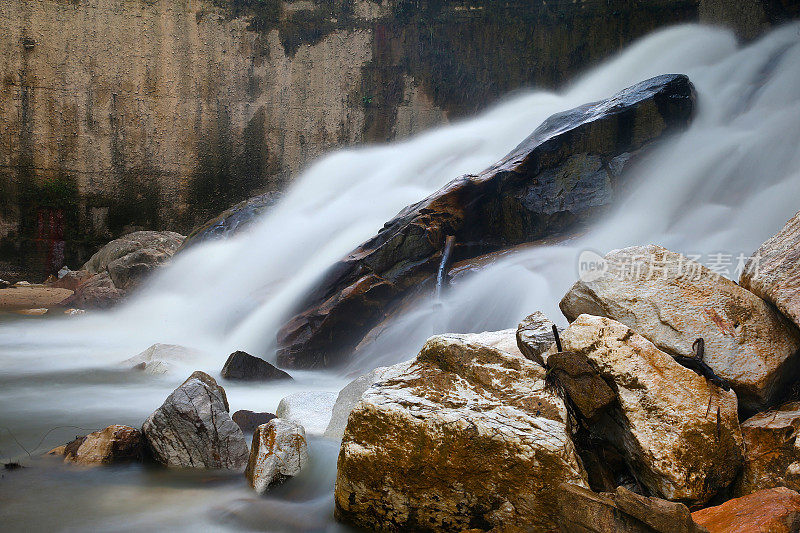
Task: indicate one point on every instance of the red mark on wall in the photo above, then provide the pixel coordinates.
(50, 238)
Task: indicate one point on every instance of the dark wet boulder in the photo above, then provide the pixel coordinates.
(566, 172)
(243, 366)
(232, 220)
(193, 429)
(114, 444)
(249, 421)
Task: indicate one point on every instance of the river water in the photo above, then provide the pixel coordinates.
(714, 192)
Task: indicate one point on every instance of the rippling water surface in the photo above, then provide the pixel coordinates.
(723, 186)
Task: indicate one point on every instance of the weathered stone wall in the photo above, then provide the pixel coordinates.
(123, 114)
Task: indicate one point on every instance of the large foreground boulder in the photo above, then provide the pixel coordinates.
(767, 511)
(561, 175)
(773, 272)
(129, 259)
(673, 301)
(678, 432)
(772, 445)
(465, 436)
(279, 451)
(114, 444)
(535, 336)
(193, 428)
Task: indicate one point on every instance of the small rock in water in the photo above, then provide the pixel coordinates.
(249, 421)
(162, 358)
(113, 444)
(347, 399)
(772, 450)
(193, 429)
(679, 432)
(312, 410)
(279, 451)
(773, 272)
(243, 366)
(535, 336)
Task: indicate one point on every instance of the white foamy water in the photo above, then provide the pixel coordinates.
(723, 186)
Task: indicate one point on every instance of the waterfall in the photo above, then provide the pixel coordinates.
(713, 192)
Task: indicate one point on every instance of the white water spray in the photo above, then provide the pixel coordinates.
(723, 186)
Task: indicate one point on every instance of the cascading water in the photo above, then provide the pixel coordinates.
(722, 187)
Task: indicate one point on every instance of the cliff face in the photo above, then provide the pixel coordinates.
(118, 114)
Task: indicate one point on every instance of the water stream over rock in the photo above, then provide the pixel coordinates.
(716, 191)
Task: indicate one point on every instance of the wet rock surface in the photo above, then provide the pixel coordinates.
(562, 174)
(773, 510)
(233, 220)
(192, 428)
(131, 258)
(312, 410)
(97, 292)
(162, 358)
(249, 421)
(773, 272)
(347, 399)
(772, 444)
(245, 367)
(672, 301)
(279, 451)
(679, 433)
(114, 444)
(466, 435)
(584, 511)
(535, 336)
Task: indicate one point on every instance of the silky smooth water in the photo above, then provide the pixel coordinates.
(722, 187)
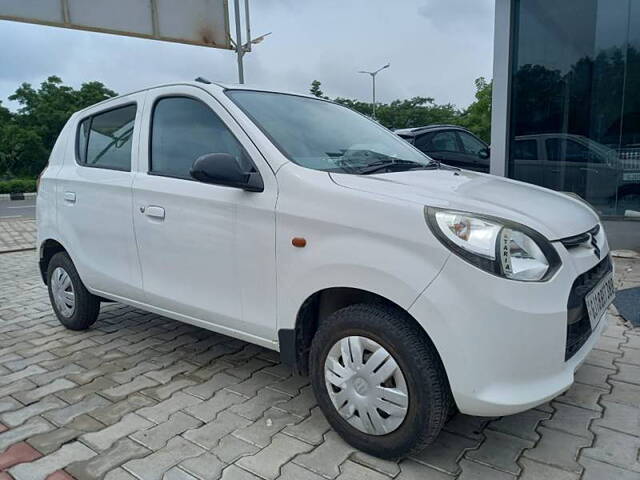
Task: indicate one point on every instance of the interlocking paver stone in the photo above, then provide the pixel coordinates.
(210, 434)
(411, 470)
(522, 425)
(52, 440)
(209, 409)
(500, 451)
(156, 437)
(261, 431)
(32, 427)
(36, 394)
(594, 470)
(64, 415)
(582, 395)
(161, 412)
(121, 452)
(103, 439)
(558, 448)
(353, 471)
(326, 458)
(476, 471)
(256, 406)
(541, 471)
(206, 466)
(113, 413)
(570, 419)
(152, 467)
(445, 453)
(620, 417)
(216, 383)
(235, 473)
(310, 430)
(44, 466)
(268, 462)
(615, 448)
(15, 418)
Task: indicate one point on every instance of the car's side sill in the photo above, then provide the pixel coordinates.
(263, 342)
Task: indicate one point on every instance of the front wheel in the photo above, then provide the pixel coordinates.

━━━━━━━━━━

Goal of the exercise: Leave the pictures out and print the records above exactly as they stand.

Expected answer:
Task: indicate one point on every instance of the red mark on wall in the photo above, then provide the pixel coordinates.
(50, 238)
Task: indicate one point on every instance of the dark wet boulder in the photo above, then provide the pixel coordinates.
(566, 172)
(243, 366)
(232, 220)
(193, 429)
(114, 444)
(249, 421)
Task: indicate one point on every instance of the river water in the photo above, then provide the pixel coordinates.
(714, 192)
Task: indicate one point on every instance of the rippling water surface in the photo above, then provide the pixel coordinates.
(723, 186)
Task: indicate one point on every instance of the weathered stone wall in the photo above, then provide the pixel coordinates.
(123, 114)
Task: indicate one point on every instance of the large foreground boulder in the photo above, then provide the pixel coordinates.
(767, 511)
(561, 175)
(773, 272)
(129, 259)
(673, 301)
(678, 432)
(772, 445)
(465, 436)
(279, 451)
(114, 444)
(535, 336)
(193, 428)
Task: indicate one point on every instance of the small rock in water in the photo above, then provide the pixel coordinates.
(249, 421)
(162, 358)
(113, 444)
(347, 399)
(772, 450)
(193, 429)
(679, 432)
(312, 410)
(279, 451)
(773, 272)
(243, 366)
(535, 336)
Task: indicate one point on every instance of the white foamy water in the photo above, then provide the pixel coordinates.
(723, 186)
Task: indicate one point on every instance of the waterfall in the photo above, then provide the pixel coordinates.
(713, 192)
Task: indicate one point on every instance of the white water spray in the photo above, then provide the pixel coordinates.
(723, 186)
Task: indicate one point on every instance of the cascading water in the photo above, then provide the pixel coordinates.
(722, 187)
Task: indicate one point on every instance of the cliff face in the photo above, then provide the pixel coordinates.
(118, 114)
Task: indicate one point on every instance of the water stream over rock in the photo above, then provide the pixel coordinates.
(716, 191)
Task: indicate one point on every instance of the wet rock surface in the photo above, then provide the pixel coordinates.
(562, 174)
(773, 510)
(233, 220)
(192, 428)
(131, 258)
(312, 410)
(97, 292)
(162, 358)
(249, 421)
(773, 272)
(347, 399)
(772, 444)
(245, 367)
(672, 301)
(279, 451)
(679, 433)
(114, 444)
(466, 435)
(584, 511)
(535, 336)
Task: indicate one point on every instance of the silky smooth water in the photo above, then provide the pixel coordinates.
(722, 187)
Task: indicate one point on every instance of the interlocking paver stone in the photo above, then provide the pixel coordinates.
(210, 434)
(411, 470)
(522, 425)
(52, 440)
(209, 409)
(500, 451)
(156, 437)
(261, 431)
(32, 427)
(36, 394)
(594, 470)
(64, 415)
(582, 395)
(161, 412)
(121, 452)
(103, 439)
(558, 448)
(353, 471)
(326, 458)
(476, 471)
(256, 406)
(541, 471)
(206, 466)
(113, 413)
(570, 419)
(152, 467)
(445, 453)
(620, 417)
(216, 383)
(235, 473)
(310, 430)
(44, 466)
(268, 462)
(615, 448)
(15, 418)
Task: indicate one point on every instance of the car's side sill in the photo above, then provide the pixel coordinates.
(263, 342)
Task: indicate one point on every instance of the front wheel in the photo above, then provide the pixel coordinates.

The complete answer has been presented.